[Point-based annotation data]
* BEGIN *

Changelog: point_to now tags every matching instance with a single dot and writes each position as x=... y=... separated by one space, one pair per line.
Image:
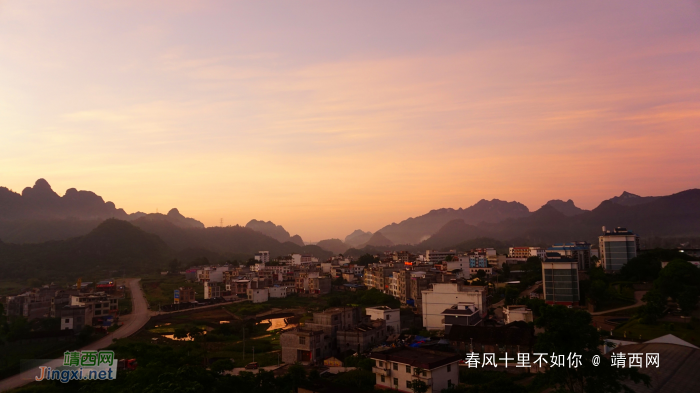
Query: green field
x=159 y=289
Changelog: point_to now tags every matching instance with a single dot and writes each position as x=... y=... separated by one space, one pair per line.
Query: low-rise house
x=277 y=291
x=260 y=295
x=305 y=345
x=397 y=368
x=362 y=337
x=391 y=317
x=517 y=313
x=461 y=314
x=515 y=337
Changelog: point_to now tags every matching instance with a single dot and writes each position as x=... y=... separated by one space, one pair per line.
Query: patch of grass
x=159 y=290
x=10 y=288
x=633 y=329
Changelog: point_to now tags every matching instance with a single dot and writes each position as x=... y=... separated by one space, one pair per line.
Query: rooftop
x=417 y=357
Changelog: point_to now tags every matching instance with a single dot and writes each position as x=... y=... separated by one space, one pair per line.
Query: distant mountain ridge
x=276 y=232
x=418 y=229
x=357 y=237
x=566 y=208
x=676 y=215
x=39 y=214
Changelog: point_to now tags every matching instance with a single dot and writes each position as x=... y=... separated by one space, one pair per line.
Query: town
x=427 y=311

* END *

• Goal of the exercise
The records above must be transcribed exactly. Pictures are left out of the copy.

• The result
Changelog: point_to now tags every matching instance with a single dot and writes each position as x=... y=... separated by one space, one pair per line.
Image:
Query: green field
x=159 y=289
Changelog: point_to now tags every matching instance with a single dot and writes each position as x=... y=... separated by one space, one pair per line.
Query: low-rise house
x=277 y=291
x=260 y=295
x=305 y=345
x=397 y=368
x=362 y=337
x=391 y=317
x=517 y=313
x=461 y=314
x=515 y=337
Changelog: point_to now tags every matching instance with a single dot and writes each position as x=... y=... separated by one space, one pair per line.
Query: patch of grass
x=159 y=290
x=10 y=288
x=633 y=329
Changelog: point_to now tags every matching instance with a single dot and writes each position as x=... y=... separated by one space, one pair per line.
Query: rooftop
x=417 y=357
Changelog: point_to now tags every matching instance with a single dot and writes each position as x=... y=... separated by one space, one pair per line.
Query: distant mountain ridge
x=276 y=232
x=418 y=229
x=357 y=237
x=566 y=208
x=676 y=215
x=39 y=214
Changelog: point_to now tags every matching instance with a single dot and writes each position as x=... y=... separated by one space, one pair per line.
Query: town
x=427 y=311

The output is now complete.